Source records
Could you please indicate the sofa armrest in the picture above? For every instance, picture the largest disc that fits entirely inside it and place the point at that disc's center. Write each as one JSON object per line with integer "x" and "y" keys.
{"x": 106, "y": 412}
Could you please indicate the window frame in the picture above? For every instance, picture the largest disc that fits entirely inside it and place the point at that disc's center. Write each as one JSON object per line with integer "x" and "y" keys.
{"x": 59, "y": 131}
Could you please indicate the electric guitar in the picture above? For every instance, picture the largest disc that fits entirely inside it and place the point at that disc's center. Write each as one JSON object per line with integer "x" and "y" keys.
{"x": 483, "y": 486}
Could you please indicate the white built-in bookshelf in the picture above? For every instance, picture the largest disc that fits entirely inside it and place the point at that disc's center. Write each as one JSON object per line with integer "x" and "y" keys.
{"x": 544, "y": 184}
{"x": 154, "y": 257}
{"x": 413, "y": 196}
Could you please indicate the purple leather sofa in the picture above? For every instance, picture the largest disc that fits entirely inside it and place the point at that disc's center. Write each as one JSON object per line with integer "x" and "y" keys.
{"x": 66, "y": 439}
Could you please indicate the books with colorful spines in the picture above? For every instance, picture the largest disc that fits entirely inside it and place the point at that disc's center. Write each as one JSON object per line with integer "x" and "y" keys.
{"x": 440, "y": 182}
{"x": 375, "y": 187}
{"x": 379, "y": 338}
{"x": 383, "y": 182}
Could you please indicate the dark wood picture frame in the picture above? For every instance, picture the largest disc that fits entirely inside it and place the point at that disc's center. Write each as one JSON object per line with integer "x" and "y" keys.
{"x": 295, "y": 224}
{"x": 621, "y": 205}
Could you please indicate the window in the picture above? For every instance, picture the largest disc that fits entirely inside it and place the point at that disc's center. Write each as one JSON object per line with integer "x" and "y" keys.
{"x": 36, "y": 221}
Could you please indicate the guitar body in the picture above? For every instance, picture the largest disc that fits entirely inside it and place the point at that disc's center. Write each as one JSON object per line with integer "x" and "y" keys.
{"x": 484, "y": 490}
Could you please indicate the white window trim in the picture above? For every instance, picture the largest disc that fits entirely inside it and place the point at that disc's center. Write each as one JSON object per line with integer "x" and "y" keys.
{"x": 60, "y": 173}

WORK TO COMPLETE — Copy the lines verbatim, from the line with "Could you please indicate the guitar" through the final line of the records.

REPLY —
Could you please indicate the guitar body in the picture above? For every instance, picture the largest disc that fits entirely inside it and place the point at that disc's center. Write each as one JSON object per line with integer "x" and "y" keys.
{"x": 484, "y": 490}
Could you please indicate the white window trim in the picture above? For every instance, picture the largest disc that fits entirely inside it and place the point at that disc's center. Write each as one JSON object per line with integer "x" and "y" keys.
{"x": 60, "y": 173}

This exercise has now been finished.